◆ **DIRECTIONS**: Your answer should hold exactly the lines from the one with "Each instance of the black" through the final line of the data below, reproduced as written.

◆ **PROVIDED DATA**:
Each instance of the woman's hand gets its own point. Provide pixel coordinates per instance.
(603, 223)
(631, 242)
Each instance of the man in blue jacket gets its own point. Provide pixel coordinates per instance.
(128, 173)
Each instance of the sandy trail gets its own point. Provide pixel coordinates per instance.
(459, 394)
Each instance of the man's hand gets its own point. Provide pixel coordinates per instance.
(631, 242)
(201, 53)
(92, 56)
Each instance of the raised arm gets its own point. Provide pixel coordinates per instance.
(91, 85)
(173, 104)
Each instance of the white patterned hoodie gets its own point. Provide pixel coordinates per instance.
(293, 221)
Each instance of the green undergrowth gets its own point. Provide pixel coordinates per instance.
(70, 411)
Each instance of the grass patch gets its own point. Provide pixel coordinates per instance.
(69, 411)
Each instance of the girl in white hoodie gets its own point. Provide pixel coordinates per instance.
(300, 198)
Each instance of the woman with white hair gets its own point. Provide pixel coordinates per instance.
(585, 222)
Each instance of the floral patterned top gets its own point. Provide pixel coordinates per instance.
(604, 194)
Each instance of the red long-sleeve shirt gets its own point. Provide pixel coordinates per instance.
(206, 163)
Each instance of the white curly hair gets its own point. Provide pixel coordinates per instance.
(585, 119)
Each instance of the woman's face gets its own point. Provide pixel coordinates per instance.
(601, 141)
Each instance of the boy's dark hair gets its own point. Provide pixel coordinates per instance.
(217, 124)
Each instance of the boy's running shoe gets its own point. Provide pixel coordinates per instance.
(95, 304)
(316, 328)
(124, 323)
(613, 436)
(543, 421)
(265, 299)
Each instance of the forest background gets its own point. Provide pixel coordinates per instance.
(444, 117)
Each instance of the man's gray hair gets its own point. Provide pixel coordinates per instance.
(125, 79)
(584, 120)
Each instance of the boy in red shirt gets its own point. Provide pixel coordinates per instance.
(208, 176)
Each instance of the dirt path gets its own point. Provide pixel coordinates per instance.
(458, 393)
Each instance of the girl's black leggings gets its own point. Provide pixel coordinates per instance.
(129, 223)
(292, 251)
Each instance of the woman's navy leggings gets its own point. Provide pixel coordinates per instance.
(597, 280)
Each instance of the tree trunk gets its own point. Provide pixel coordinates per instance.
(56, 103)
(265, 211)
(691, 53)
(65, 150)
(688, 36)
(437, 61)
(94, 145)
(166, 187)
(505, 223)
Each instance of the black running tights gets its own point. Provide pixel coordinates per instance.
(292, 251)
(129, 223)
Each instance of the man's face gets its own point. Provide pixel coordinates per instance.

◆ **SOLUTION FOR THIS EXERCISE**:
Each instance of the black running tights gets its own point. Provide pixel coordinates per instance.
(292, 251)
(129, 223)
Each instance of the man's face gets its own point. Provide pixel coordinates per instance.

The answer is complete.